▸ **INPUT DATA**
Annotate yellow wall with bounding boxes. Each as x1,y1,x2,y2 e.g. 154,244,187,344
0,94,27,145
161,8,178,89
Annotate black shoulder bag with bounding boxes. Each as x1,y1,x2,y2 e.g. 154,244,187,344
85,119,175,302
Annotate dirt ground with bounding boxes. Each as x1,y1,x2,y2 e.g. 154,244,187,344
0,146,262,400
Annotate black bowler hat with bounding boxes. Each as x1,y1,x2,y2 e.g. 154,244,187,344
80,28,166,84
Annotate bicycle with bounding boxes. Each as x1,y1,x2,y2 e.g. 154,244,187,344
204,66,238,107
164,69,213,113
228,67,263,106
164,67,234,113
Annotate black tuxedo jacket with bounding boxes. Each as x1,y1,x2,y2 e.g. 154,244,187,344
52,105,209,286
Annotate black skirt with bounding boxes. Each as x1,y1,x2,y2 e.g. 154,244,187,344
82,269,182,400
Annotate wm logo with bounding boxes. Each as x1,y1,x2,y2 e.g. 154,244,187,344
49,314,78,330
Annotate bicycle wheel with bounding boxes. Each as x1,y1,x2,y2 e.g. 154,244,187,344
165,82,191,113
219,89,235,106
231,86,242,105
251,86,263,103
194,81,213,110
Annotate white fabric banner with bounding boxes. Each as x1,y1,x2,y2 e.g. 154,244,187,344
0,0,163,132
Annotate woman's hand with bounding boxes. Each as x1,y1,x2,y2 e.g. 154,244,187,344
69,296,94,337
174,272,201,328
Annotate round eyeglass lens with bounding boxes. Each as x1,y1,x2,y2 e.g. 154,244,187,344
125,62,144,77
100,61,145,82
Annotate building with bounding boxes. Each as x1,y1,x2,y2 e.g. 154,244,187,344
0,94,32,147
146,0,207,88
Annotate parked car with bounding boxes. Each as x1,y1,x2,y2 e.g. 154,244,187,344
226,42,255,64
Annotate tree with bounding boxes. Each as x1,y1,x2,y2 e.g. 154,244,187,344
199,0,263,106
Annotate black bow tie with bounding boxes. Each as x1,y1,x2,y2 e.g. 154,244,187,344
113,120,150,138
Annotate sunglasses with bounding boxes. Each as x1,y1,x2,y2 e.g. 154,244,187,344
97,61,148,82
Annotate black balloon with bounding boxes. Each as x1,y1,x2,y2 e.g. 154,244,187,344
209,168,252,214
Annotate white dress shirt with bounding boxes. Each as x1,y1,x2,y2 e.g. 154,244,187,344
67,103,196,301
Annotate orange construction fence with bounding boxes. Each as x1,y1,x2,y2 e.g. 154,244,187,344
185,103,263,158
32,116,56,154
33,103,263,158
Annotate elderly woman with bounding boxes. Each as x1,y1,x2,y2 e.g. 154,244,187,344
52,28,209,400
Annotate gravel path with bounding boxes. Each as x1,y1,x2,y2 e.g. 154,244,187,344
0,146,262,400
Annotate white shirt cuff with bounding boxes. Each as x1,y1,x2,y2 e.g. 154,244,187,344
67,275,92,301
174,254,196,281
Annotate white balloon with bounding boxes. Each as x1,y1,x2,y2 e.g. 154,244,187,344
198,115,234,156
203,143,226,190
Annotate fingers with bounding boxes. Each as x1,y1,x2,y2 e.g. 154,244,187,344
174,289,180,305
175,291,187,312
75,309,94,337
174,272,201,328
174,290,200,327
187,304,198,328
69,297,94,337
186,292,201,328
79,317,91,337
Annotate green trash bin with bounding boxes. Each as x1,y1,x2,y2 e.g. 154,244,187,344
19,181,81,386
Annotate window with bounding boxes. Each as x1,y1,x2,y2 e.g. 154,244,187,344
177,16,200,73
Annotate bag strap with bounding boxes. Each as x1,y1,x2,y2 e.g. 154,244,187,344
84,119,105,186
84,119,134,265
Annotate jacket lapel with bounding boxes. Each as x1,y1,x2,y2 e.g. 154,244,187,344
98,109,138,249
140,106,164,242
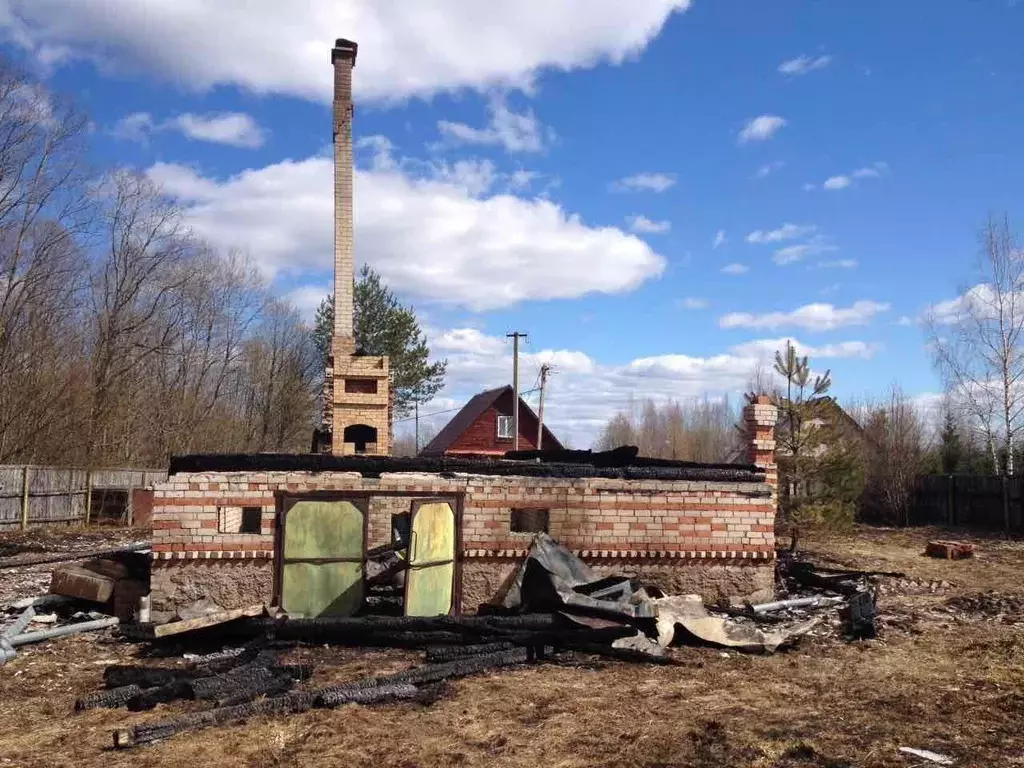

▸ **TASK PROMPT**
Repeat only the lines from the one with "Annotate fingers with" through the end of the data, both included and exactly as written. Pictures stay out of the copy.

▸ **TASK OUTPUT**
Annotate fingers with bounding boxes. Each as x1,y1,x2,y2 e.g. 154,244,187,344
174,289,180,305
175,291,187,312
75,309,94,337
174,272,201,328
174,290,200,327
187,304,198,328
69,297,94,337
186,292,201,328
79,317,91,337
Annotate green trash bin with bounding boxes. Each as x1,y1,x2,y2 e.g. 154,244,187,344
19,181,81,386
Annotate window with bounding boxes. Each as x1,y1,x2,y2 e.g. 154,244,187,344
177,16,200,73
Annotate bag strap with bounding boxes. Each as x1,y1,x2,y2 e.g. 154,244,187,344
84,119,105,186
84,119,134,265
Annotate jacket lapel with bounding boxes. Each as x1,y1,x2,y2 e.g. 154,244,187,344
98,109,138,249
140,106,164,242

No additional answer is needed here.